▼▼▼

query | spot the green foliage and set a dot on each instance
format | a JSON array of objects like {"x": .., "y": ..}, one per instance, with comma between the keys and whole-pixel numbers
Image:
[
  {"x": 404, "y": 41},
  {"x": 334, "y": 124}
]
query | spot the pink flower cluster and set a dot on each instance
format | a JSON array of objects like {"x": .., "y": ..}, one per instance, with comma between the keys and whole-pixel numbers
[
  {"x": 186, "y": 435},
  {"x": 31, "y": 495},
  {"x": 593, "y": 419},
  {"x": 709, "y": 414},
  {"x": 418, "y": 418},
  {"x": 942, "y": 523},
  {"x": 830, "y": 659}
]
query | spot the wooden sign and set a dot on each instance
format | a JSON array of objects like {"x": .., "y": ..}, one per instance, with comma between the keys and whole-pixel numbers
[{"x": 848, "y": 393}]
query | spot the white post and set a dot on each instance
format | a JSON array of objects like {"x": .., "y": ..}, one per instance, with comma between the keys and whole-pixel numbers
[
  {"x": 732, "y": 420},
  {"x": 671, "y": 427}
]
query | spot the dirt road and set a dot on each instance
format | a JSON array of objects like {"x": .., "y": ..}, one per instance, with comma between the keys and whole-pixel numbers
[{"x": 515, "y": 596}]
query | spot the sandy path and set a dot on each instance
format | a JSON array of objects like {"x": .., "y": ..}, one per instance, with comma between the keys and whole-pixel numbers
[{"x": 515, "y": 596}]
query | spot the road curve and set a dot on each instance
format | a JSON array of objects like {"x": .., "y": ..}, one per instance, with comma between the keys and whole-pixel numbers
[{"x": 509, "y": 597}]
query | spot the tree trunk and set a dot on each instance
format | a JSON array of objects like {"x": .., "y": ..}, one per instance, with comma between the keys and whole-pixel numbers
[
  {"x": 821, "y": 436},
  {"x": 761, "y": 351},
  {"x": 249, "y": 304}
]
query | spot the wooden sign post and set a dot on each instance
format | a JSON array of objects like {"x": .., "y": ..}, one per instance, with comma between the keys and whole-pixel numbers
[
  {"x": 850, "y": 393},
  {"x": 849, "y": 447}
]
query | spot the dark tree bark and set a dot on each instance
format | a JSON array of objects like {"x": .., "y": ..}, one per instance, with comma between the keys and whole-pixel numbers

▲▲▲

> _What you are asked to do_
Faithfully reproduce all of the records, character for character.

> _Output_
query | spot the green foliage and set a dot on each instance
format | a JSON array of objects like {"x": .., "y": ..}, one per instance, with comma between the keys and whole-pixel numbers
Image:
[
  {"x": 404, "y": 41},
  {"x": 334, "y": 124}
]
query | spot the pink flower cluster and set a dot on each instance
format | a JSON array of objects like {"x": .., "y": ..}, one per instance, with comma between the keys and whole-pixel numbers
[
  {"x": 186, "y": 435},
  {"x": 31, "y": 495},
  {"x": 593, "y": 419},
  {"x": 709, "y": 414},
  {"x": 418, "y": 418},
  {"x": 942, "y": 523},
  {"x": 830, "y": 659}
]
query | spot the wooden sign and set a dot on each instance
format | a JSON array of objects like {"x": .., "y": ..}, one per instance, with comma between the keys and whole-pixel numbers
[{"x": 848, "y": 393}]
query | spot the white post and set a dot on each instance
format | a JSON array of objects like {"x": .., "y": ..}, one per instance, with comma between the keys and whole-pixel numbers
[
  {"x": 732, "y": 420},
  {"x": 671, "y": 427}
]
query | spot the dirt road and set a dot on each instance
format | a JSON array of objects like {"x": .., "y": ..}, one per instance, with comma between the keys and whole-pixel numbers
[{"x": 515, "y": 596}]
query | spot the sandy path and set a dot on each instance
format | a JSON array of objects like {"x": .., "y": ..}, one per instance, with comma between the keys and whole-pixel numbers
[{"x": 515, "y": 596}]
query | spot the road curve and set a dot on each instance
format | a JSON array of objects like {"x": .., "y": ..}, one per instance, with comma between the keys and whole-pixel numbers
[{"x": 509, "y": 597}]
query | spot the tree trunk and set a dot on each instance
format | a JSON array of objects like {"x": .., "y": ..}, one per instance, with comma between the keys and whole-pixel numbers
[
  {"x": 821, "y": 436},
  {"x": 761, "y": 351},
  {"x": 249, "y": 304}
]
query | spot the wooden sign post and set a dot on each instance
format | a JSON array of objects like {"x": .., "y": ..}, one per instance, with comma between the keys and whole-pixel numbers
[
  {"x": 850, "y": 393},
  {"x": 849, "y": 447}
]
query | spot the dark tree bark and set a dot on each instance
format | a JSON array of objects like {"x": .., "y": ..}, one per instance, with comma between the keys and whole-pixel numbers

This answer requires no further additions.